→ **Document**
──────

Neural Architecture Search

Neural Architecture Search (NAS) is a relatively new but already successful and productive subfield of machine learning, usually seen as part of Deep Learning. It is also often thought of as part of AutoML (see [1]). AutoML corresponds to finding ways of automating some of the most tedious aspect of machine learning and data science. This includes hyperparameter search, feature engineering and model selection from an always growing catalog of battle tested algorithms as well as experimental models.

A search problem

One could argue that a lot of research in deep learning has been essentially based on finding new clever neural network architectures that could beat the previous state of the art on some dataset. I am not saying that this particular line of work has been more important than some other ideas researchers have come up with. Some of these enabled faster training, better performance or less expensive computations. However, neural network architecture changes — usually deeply thought through and rationalized changes like “let’s double the number of convolutional layers” — were at the root of many early successes of deep learning.

──────

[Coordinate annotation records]

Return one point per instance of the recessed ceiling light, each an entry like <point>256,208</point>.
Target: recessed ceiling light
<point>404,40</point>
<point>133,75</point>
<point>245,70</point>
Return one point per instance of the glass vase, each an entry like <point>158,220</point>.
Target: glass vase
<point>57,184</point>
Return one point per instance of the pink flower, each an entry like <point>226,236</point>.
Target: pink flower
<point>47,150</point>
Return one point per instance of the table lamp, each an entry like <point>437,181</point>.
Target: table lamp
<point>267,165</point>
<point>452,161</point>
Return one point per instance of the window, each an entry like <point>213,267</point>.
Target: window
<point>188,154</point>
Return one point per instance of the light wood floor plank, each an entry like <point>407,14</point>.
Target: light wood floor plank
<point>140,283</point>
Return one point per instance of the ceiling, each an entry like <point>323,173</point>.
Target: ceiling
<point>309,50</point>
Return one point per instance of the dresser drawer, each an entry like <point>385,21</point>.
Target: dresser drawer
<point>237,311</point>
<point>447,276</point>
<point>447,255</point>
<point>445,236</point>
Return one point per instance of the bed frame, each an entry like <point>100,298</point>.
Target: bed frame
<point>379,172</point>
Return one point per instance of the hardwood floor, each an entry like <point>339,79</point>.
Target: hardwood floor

──────

→ **Brief**
Please summarize the text on neural architecture search in two sentences.

→ **Exercise response**
Neural Architecture Search (NAS) is a relatively new but productive subfield of machine learning that is usually seen as part of deep learning and often as part of AutoML, which seeks to automate tedious tasks such as hyperparameter search, feature engineering and model selection. Arguably, much deep learning research has been based on finding new neural network architectures that beat the previous state of the art, and such architecture changes were at the root of many of deep learning's early successes.